EXTRACTED INFORMATION:
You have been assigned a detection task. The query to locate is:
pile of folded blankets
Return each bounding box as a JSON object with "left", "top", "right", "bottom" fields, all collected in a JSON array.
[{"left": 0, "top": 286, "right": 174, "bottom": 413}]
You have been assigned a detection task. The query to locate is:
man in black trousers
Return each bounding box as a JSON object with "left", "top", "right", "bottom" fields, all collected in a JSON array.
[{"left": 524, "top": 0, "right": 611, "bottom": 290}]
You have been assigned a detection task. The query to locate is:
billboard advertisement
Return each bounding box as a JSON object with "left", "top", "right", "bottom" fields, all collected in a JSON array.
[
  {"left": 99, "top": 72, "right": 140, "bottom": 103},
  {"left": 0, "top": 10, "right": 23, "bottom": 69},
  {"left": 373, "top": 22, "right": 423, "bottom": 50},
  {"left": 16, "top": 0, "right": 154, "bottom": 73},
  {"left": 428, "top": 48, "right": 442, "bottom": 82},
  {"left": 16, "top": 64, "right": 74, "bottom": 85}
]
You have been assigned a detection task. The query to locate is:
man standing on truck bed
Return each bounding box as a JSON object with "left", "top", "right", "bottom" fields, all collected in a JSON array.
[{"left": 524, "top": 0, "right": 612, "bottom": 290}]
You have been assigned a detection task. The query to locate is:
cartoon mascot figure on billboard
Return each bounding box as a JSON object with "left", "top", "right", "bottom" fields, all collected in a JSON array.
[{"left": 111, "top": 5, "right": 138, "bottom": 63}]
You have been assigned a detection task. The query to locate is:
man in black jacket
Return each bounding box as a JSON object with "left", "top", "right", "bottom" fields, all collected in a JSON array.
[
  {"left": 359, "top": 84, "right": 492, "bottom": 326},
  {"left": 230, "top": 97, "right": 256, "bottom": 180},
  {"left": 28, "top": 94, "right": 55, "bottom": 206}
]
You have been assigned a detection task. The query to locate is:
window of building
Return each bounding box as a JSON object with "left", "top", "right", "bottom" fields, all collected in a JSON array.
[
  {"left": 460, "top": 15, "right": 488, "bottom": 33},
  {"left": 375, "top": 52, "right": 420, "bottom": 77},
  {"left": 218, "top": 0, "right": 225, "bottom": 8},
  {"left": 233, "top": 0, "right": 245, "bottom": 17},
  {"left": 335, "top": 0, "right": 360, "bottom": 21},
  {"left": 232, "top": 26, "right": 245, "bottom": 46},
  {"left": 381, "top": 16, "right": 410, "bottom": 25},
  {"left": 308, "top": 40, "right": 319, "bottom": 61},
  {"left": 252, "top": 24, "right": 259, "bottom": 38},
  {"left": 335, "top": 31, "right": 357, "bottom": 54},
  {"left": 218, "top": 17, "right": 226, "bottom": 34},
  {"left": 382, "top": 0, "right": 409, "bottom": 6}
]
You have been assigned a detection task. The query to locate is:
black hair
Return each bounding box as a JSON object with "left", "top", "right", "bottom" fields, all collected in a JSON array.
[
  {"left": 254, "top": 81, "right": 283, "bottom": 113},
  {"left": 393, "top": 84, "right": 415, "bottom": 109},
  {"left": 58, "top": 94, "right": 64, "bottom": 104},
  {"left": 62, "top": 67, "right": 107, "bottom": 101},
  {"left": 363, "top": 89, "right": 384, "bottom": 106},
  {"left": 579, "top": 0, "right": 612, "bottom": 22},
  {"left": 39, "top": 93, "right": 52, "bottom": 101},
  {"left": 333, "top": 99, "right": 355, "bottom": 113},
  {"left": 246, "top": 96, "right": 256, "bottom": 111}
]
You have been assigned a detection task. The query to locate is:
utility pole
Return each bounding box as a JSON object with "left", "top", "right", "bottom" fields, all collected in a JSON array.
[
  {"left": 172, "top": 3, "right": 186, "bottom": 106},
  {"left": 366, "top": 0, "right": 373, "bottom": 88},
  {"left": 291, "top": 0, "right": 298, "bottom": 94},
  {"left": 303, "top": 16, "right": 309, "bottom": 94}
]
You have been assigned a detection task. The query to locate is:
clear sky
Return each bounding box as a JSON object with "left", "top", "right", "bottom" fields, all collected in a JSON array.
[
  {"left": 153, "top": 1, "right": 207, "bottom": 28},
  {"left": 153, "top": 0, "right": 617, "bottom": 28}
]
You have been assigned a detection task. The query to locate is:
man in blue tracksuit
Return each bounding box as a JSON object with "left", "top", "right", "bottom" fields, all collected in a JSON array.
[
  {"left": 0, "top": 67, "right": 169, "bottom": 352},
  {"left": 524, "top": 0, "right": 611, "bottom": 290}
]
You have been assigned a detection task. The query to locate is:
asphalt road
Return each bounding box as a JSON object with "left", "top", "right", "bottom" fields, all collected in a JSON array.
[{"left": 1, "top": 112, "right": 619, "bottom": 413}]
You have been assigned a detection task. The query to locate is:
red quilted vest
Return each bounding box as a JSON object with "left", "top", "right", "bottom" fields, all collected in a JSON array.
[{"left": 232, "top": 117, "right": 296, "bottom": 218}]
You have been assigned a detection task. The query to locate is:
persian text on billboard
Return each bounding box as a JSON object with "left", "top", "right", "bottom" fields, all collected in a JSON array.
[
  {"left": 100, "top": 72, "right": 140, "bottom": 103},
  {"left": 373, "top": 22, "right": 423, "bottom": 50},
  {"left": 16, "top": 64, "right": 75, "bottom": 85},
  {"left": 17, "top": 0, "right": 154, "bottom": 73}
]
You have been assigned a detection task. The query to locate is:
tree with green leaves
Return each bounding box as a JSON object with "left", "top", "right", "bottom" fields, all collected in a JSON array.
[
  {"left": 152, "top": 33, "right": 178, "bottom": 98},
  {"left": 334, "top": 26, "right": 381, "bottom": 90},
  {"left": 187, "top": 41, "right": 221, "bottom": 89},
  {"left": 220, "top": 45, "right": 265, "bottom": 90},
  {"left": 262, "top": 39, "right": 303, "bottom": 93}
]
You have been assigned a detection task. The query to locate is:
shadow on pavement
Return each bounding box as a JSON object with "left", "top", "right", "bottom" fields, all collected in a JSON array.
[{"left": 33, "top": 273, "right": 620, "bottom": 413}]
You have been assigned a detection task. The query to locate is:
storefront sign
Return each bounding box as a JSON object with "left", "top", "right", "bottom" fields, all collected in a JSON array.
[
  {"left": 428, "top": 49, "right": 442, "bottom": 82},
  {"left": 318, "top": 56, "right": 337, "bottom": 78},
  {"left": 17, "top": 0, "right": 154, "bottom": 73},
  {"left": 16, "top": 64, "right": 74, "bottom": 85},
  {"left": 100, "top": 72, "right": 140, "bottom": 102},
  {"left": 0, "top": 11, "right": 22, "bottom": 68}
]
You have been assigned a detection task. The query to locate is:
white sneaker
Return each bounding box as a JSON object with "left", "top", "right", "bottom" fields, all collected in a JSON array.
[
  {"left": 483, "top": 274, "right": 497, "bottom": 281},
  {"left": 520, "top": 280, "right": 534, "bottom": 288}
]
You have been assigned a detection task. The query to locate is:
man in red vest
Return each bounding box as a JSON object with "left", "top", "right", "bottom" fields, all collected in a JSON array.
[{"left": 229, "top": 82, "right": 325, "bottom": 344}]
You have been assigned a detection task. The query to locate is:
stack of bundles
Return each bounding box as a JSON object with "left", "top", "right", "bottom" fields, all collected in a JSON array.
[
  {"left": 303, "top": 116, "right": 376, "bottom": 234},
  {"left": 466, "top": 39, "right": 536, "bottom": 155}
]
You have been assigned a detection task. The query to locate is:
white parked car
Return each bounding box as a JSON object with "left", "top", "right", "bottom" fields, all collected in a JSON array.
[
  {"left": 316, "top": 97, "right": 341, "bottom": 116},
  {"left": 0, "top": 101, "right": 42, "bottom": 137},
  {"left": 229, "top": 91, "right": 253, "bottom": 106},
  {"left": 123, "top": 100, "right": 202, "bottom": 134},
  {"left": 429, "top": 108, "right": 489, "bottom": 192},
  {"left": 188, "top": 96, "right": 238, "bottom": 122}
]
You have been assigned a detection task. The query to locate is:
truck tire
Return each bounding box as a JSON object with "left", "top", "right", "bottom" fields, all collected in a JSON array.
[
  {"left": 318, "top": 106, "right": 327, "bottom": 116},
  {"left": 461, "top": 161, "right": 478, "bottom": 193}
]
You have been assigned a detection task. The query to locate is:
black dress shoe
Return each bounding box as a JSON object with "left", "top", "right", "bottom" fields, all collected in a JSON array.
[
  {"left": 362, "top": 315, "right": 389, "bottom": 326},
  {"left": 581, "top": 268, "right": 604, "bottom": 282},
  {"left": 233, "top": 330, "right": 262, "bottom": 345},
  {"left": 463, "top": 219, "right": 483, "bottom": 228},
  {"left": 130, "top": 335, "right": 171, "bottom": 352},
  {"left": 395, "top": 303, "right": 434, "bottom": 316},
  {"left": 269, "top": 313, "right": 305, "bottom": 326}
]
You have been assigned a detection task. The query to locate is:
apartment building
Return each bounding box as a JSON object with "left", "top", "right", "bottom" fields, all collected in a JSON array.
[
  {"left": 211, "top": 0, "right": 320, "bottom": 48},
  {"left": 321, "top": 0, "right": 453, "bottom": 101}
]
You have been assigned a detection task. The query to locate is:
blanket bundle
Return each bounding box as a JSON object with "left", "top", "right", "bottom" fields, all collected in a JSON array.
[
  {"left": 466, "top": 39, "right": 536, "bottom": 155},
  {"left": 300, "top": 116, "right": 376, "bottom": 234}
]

* * *

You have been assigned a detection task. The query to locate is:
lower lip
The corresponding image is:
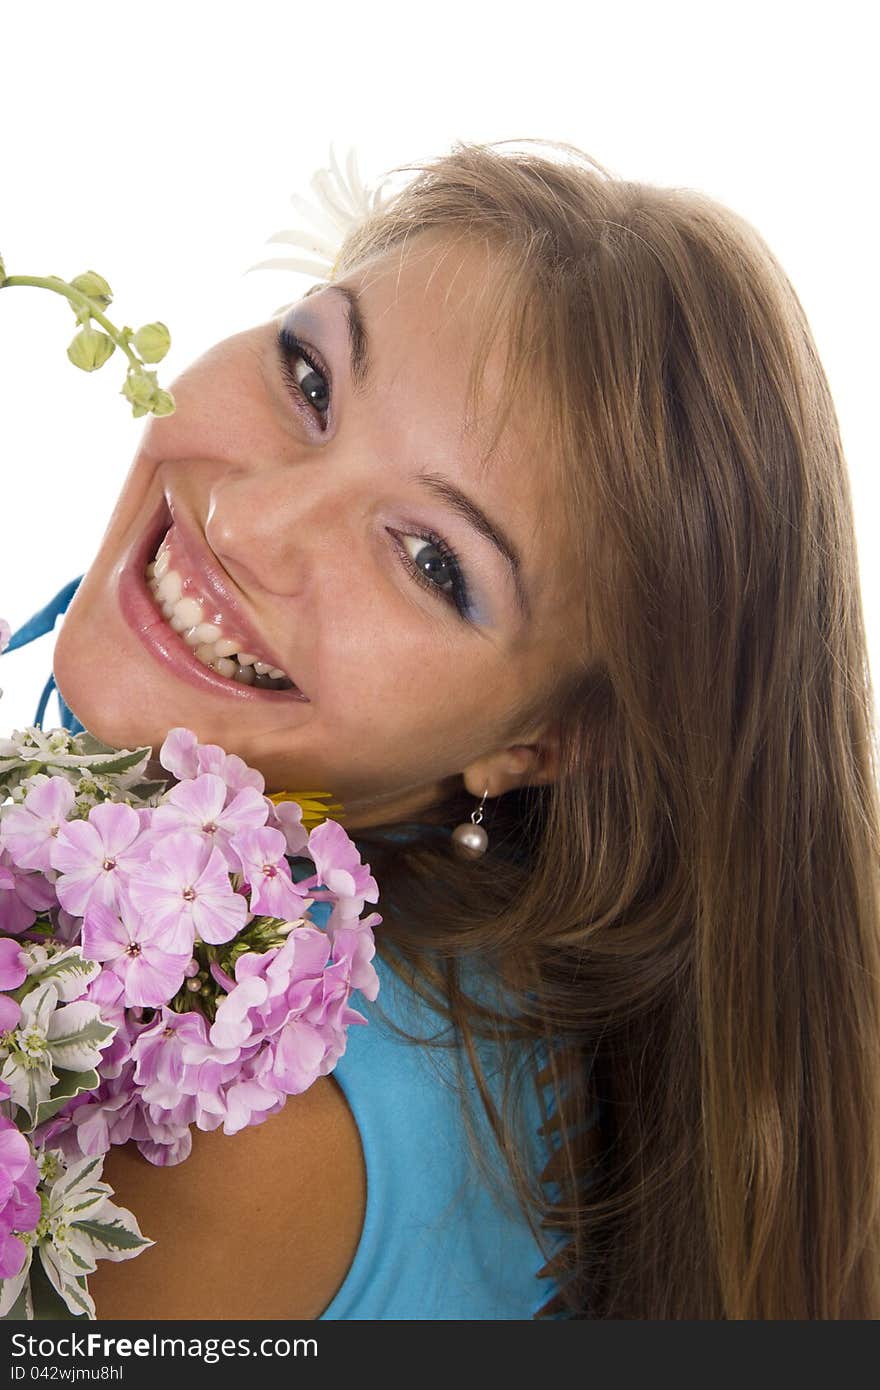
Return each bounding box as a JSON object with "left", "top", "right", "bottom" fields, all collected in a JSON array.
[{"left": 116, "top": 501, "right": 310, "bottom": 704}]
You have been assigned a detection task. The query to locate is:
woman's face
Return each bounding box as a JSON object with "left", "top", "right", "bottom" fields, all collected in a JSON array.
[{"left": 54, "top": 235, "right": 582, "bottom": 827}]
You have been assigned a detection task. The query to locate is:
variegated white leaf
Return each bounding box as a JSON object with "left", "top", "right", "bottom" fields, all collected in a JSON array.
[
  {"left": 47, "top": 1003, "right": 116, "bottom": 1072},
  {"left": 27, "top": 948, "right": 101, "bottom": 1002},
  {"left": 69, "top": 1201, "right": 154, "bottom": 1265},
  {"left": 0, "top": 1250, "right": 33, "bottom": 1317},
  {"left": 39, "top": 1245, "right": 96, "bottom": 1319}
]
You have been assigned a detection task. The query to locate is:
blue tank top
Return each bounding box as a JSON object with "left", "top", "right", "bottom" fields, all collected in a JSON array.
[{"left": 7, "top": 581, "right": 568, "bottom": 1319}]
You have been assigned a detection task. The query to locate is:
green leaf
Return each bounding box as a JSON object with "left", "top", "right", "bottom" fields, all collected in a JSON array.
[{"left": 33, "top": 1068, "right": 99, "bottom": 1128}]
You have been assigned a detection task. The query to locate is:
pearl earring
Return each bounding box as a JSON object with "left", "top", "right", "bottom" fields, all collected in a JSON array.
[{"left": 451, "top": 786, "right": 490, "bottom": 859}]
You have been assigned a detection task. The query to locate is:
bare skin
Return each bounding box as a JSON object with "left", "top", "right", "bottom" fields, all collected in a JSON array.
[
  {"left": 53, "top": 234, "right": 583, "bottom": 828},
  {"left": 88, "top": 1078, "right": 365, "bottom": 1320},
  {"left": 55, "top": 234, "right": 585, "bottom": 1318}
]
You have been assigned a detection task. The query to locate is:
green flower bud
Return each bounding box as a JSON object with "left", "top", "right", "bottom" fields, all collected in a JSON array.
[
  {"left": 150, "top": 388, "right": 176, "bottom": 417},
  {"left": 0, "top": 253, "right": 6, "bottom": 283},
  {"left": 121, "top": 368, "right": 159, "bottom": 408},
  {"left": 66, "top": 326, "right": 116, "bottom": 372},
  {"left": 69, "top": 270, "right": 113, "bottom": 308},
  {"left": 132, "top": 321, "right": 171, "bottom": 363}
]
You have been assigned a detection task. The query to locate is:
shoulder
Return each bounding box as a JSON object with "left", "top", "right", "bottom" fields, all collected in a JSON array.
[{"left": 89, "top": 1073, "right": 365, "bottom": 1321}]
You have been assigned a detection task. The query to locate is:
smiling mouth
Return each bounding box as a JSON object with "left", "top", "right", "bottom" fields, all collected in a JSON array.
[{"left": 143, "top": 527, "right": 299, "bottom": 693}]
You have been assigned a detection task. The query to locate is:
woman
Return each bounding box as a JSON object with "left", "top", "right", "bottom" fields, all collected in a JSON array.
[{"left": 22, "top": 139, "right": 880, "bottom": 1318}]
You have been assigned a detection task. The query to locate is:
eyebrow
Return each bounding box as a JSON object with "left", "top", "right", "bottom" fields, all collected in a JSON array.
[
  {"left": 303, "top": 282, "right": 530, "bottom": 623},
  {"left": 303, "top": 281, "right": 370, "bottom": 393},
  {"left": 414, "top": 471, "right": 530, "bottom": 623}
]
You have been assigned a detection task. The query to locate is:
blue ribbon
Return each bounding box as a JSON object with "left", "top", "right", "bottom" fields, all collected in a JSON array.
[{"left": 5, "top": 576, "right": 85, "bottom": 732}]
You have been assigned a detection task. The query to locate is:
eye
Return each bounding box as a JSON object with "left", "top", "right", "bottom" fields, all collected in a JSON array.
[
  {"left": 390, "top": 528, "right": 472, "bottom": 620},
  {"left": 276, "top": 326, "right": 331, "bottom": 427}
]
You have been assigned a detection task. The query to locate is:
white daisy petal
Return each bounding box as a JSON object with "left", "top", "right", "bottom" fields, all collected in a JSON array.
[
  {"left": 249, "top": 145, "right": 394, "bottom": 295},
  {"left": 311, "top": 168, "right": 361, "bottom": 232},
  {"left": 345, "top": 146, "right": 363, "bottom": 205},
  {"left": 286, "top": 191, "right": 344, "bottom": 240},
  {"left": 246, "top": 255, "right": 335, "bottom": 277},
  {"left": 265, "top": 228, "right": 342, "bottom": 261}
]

EXERCISE DETAILS: Return the lines above that include the string "blue".

REPLY:
man in blue tracksuit
blue tank top
blue ribbon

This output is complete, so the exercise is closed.